> [Text section]:
::::
Some interesting tidbits from the first day of the Society for Quality Assurance (SQA) Annual Meeting in National Harbor, Maryland:

  • In the plenary session, Chrissy Cochran, Director of the Bioresearch Monitoring Organization, US FDA, reviewed key points of the FDA Omnibus Reform Act of 2022 that affect inspections. FDORA, as it is known, makes the FDA’s authority to conduct inspections more explicit and added authority to conduct inspections for public health reasons.  The act clarifies that inspectees can include sponsors, contractors, subcontractors, and related business facilities. It also gives FDA the authority to request records to support or in lieu of an on-site inspection (compliance with these requests was previously voluntary). FDA is required to develop guidance for industry on records requests as well as additional BIMO inspection guidance, so look for those drafts within the next year and a half.
  • Robin C. Guy, MS, DABT, RQAP-GLP presented a poster with the results of SQA’s Quality Assurance Consulting Service (QACS) Salary and Business Practice Survey.  Mean income for QA consultants surveyed was $205k, with no statistical difference in annual income between consultants with certifications and those without.
  • Niall Ferguson and Linda Hook-D’Innocenzo led a discussion on implementing a quality culture.  Participants emphasized the need to get senior management buy-in and the importance of understanding business drivers, including costs and efficiency.
::::
> [Records supplied]:
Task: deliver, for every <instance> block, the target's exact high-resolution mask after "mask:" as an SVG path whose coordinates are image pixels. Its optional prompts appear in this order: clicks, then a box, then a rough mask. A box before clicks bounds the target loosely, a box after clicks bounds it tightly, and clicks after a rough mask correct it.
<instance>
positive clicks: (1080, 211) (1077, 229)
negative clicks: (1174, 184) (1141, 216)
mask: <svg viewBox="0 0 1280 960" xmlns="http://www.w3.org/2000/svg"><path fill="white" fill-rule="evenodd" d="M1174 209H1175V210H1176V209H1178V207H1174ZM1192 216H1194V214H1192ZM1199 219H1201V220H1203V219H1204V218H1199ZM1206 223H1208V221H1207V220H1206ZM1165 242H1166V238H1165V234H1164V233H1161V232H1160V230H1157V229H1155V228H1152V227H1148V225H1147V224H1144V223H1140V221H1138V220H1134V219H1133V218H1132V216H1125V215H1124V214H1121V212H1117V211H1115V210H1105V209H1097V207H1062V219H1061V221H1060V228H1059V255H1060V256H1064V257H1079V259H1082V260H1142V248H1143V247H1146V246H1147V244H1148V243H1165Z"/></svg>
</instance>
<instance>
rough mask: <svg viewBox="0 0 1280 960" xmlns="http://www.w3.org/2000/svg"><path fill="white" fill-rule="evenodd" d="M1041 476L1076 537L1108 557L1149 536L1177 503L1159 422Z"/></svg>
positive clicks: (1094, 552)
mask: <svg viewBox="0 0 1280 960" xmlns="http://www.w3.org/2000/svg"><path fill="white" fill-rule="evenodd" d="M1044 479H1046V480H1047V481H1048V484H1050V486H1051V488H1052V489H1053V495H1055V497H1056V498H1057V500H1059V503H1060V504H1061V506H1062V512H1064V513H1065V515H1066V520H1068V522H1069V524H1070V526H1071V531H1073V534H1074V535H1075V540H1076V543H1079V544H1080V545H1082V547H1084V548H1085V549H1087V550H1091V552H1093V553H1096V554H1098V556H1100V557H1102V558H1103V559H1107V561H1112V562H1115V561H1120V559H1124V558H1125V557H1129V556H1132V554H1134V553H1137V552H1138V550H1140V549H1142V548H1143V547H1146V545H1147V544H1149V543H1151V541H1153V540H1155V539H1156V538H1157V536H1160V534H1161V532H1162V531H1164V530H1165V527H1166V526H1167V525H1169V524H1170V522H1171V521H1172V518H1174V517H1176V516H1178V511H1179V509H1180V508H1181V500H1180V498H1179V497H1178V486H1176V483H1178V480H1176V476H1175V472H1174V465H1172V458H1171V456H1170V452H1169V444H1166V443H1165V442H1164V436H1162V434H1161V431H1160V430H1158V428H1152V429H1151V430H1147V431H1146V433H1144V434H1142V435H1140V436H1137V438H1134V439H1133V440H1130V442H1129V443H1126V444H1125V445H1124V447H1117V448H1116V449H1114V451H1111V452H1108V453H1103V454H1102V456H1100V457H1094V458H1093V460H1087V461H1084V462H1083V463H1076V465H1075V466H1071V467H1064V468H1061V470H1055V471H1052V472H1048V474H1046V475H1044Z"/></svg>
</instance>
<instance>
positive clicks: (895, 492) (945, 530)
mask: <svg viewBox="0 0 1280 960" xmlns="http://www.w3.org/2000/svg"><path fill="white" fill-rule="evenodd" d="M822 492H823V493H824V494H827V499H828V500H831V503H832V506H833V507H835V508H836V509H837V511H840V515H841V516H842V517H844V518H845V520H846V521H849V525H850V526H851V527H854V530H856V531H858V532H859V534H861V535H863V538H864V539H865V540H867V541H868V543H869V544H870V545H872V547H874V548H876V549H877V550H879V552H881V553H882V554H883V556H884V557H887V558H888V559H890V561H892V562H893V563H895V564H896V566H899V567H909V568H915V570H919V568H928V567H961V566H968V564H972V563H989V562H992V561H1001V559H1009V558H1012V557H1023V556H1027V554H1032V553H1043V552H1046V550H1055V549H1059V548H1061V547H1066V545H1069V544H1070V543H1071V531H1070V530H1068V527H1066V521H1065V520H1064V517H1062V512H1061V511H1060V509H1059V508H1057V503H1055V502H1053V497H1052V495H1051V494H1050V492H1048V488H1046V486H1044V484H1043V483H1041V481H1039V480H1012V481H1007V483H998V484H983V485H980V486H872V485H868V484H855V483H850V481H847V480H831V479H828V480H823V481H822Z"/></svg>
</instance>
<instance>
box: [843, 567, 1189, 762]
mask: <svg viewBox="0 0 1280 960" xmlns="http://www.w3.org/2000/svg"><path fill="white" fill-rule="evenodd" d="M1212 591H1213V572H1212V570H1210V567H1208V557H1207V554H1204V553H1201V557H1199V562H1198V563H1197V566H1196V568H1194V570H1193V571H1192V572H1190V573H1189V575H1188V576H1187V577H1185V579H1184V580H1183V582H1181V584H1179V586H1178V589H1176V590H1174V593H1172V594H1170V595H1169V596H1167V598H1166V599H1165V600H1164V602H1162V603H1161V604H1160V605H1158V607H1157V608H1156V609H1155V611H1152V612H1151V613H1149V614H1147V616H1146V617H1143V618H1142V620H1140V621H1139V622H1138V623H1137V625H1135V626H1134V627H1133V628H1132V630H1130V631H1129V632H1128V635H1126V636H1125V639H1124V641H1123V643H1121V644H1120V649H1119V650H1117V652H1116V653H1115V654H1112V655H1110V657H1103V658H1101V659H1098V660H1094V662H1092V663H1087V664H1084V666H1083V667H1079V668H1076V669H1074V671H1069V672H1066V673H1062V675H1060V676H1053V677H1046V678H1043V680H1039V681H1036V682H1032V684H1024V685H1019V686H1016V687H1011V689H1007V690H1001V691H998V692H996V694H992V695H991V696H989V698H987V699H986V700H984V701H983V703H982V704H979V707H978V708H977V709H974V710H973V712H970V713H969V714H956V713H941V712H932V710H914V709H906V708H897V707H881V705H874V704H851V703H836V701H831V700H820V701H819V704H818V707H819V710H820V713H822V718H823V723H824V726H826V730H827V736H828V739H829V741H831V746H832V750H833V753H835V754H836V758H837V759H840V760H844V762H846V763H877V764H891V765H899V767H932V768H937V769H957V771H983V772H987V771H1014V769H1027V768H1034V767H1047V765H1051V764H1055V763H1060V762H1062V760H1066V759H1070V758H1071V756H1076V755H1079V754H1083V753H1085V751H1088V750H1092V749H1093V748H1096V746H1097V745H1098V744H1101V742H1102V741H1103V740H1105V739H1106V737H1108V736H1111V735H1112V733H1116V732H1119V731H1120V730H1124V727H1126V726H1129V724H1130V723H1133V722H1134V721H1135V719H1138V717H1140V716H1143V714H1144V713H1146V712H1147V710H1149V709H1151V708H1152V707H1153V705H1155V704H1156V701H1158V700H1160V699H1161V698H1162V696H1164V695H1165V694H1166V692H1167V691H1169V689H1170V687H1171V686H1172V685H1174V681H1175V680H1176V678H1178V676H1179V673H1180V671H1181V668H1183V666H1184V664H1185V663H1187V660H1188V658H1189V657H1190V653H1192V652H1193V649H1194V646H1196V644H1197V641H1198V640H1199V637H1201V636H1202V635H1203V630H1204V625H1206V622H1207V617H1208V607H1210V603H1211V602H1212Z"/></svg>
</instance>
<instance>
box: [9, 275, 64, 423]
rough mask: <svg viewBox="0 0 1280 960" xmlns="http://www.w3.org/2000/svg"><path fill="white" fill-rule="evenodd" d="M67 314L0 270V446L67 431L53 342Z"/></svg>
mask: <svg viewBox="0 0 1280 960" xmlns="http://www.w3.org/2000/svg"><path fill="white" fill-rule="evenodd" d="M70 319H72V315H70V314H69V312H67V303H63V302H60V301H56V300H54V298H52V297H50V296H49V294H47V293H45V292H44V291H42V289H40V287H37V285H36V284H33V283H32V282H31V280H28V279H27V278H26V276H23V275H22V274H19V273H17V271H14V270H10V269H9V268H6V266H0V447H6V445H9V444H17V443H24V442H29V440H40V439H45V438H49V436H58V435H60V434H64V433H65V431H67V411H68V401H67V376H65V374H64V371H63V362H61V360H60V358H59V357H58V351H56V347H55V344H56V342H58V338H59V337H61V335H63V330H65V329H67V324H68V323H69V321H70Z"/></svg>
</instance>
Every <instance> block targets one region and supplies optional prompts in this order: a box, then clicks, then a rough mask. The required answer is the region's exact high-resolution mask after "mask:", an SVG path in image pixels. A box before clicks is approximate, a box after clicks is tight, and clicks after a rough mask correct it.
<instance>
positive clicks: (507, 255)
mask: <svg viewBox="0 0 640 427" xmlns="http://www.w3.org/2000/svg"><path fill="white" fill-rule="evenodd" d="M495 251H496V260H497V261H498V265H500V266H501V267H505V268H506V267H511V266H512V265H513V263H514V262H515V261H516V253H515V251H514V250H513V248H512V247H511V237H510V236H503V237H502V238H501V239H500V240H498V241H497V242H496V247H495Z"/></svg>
::::
> [Exercise requirements]:
(a) According to the notes on the SQA Annual Meeting, what was the mean income of the QA consultants surveyed?
(b) List every person named in the notes on the SQA Annual Meeting.
(c) Pick up the notes on the SQA Annual Meeting after their last sentence and continue them.

> [Answers provided]:
(a) $205k

(b) Chrissy Cochran, Robin C. Guy, Niall Ferguson, Linda Hook-D'Innocenzo

(c)
  • Valgenics presented a poster showcasing a case study of validation using the Computer Software Assurance paradigm, per FDA’s new draft guidance.  The upshot:  CSA appears to be risk-based validation that is truly risk-based; the validation team was enthusiastic about the approach because it was lighter on documentation; and Valgenics concluded that best validation practices should consume only 5% of a project’s resources, a metric greatly aided by automated testing.
  • In a GLP panel discussion, Richard Crossland and Cassandra Kennedy of LabCorp joined Dr. Cochran and Eric Pittman of FDA discussed the “Future of QA,” including remote work and machine learning.  The long-awaited update to the GLP, targeted for initial release by the end of 2023, will be more of a “tweak” than a rewrite, the panelists hinted, reminding the audience that the GLP’s purpose is to “ensure quality, not perfection.”